QUESTIONS TO ANSWER:
A. Reproduce the passage of the article on recovering missing soldiers' remains word for word, starting with "In fact, of" and going on through "early December 1950.".
B. According to the article on recovering missing soldiers' remains, how many of the 54 individuals found in 2013 were from the Korean War?

╭─ TEXT SHOWN

Since 2007, 385 soldiers have been identified
The effort by Thomas Lucid and his family to bring home the remains of his Uncle Edward, killed in the Korean War more than 63 years ago, may sound like an impossible quest, but records from the Department of Defense (DOD) suggest there is hope.
Since 2007, according to the DOD, the remains of 385 individuals who were unaccounted for between World War I and present day have been located, identified and returned to their families.
In fact, of the 54 found in 2013, 34 were from the Korean War.
Another from 1950
Thomas Lucid, of Cleveland Township, said he draws hope from an article in The News-Item's Nov. 11 veterans tab that told how the remains of George J. Conklin Jr. were returned to his family Nov. 6 in Albany, N.Y. Conklin was killed near North Korea's Chosin Reservoir in early December 1950.
It was Aug. 6 of that same year when Pvt. Edward Lucid was killed in Korea.

╰─
╭─ RECORDS SHOWN

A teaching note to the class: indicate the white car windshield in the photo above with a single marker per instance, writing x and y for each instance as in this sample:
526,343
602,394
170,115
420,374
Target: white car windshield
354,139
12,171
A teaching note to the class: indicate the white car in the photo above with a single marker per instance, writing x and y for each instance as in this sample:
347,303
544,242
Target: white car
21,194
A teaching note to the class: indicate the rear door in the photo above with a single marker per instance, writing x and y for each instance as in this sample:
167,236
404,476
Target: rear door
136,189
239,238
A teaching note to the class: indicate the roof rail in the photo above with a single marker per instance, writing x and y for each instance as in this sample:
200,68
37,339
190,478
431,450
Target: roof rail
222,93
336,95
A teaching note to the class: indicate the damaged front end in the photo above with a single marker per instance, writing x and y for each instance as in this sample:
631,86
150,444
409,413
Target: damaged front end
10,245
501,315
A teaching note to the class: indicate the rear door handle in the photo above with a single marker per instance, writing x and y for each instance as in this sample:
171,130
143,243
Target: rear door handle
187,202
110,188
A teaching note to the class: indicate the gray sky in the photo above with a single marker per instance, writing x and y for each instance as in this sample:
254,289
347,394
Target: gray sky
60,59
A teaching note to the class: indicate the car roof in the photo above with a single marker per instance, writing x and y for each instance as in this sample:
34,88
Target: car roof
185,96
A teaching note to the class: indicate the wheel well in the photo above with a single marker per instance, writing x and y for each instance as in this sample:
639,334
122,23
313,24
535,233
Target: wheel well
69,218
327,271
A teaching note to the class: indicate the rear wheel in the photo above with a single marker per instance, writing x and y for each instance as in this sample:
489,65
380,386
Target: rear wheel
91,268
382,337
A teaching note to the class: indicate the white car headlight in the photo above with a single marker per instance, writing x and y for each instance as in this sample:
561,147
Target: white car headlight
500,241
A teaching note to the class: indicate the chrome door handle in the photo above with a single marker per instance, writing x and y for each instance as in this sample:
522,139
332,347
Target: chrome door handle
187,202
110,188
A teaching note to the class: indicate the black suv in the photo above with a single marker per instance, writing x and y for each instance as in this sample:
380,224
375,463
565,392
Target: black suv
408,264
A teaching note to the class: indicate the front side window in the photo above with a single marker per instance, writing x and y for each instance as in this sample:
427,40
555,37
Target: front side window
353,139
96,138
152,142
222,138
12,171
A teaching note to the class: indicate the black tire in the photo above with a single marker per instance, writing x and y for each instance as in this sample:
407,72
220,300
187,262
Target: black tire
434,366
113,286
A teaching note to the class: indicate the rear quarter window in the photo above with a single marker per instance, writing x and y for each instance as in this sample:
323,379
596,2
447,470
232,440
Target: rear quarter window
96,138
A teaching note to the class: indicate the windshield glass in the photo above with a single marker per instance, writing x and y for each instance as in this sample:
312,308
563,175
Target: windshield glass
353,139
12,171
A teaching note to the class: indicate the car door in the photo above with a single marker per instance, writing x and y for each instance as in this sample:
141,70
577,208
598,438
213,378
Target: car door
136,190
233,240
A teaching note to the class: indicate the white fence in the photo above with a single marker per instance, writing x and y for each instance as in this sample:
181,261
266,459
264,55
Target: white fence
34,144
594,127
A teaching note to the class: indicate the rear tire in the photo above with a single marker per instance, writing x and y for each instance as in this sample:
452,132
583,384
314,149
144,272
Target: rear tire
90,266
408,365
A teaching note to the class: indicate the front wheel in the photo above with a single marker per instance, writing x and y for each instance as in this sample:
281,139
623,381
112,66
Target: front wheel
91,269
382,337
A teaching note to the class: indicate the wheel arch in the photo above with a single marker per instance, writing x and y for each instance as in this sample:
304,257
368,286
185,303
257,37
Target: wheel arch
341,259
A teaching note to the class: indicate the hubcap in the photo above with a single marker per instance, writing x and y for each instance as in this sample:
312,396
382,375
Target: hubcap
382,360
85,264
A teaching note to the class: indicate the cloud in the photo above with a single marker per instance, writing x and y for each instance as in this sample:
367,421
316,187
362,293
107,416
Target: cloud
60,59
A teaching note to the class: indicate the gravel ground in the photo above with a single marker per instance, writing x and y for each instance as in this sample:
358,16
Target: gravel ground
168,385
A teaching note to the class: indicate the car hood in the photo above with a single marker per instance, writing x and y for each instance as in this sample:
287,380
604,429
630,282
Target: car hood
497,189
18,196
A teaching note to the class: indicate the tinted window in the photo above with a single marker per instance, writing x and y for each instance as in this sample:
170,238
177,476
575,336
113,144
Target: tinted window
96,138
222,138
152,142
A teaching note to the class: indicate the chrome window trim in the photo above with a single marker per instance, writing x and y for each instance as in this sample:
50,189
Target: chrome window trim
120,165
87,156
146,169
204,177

╰─

EXPECTED RESULTS:
A.
In fact, of the 54 found in 2013, 34 were from the Korean War.
Another from 1950
Thomas Lucid, of Cleveland Township, said he draws hope from an article in The News-Item's Nov. 11 veterans tab that told how the remains of George J. Conklin Jr. were returned to his family Nov. 6 in Albany, N.Y. Conklin was killed near North Korea's Chosin Reservoir in early December 1950.

B. 34